Norfloxacin salts with benzenedicarboxylic acids: charge-assisted hydrogen-bonding recognition and solubility regulation

Abstract

The crystallization of norfloxacin, an antibacterial fluoroquinolone compound, with different benzenedicarboxylic acids yields five novel pharmaceutical salts via molecular recognition. X-ray single-crystal diffraction analyses reveal that these pharmaceutical agents present uniform charge-assistant hydrogen-bonding networks, which are in 1 : 1 stoichiometry of norfloxacin and dicarboxylate therein (with the exception of that with terephthalate). Unsubstituted benzenedicarboxylates (phthalate in 1, isophthalate in 2, and terephthalate in 3, respectively) are likely to crystallize with norfloxacin without lattice solvents, while the substituted isophthalate moieties (2-aminoisophthalate in 4 and 5-aminoisophthalate in 5) tend to form supramolecular adducts with the inclusion of water. Aromatic stacking interactions are present in all these structures, occurring between the fluoroquinolone and carboxylate phenyl rings (in 1–4) as well as between the fluoroquinolone planes (in 5). Thermal stability and solubility of all crystalline binary adducts have been determined. The effect of carboxylate counterions, substituents, and hydration states on the solubility and dissolution profile of drug salts 1–5 are investigated in pure water and 0.1 M HCl. After the formation of salts, the solubility increases at near neutral pH in almost all cases (except 3), but the order is changed in acidic medium. Phthalic acid shows evidence of a good candidate to enhance the solubility of fluoroquinolone drugs for the solubility of 1 is approximately 39 times as large as that of norfloxacin in pure water and also larger than that of norfloxacin in acidic system. For the isophthalates series, 2 has very poor solubility in 0.1 M HCl (only 0.06 times as that of Nf), while amino substituted isophthalates result in the enhancement of the solubility. Remarkably, crystal packing analyses of these pharmaceutical salts allow a possible correlation between the H-bonding prototypes and the solubility to be established.

(Records from a dataset)

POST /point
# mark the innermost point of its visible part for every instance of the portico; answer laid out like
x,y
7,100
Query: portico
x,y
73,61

* _To do_: Name every benzenedicarboxylate counterion in the norfloxacin abstract, giving the salt number paired with each. Please rely only on the norfloxacin abstract and not on the listing.

* _Response area_: Phthalate (1), isophthalate (2), terephthalate (3), 2-aminoisophthalate (4), 5-aminoisophthalate (5).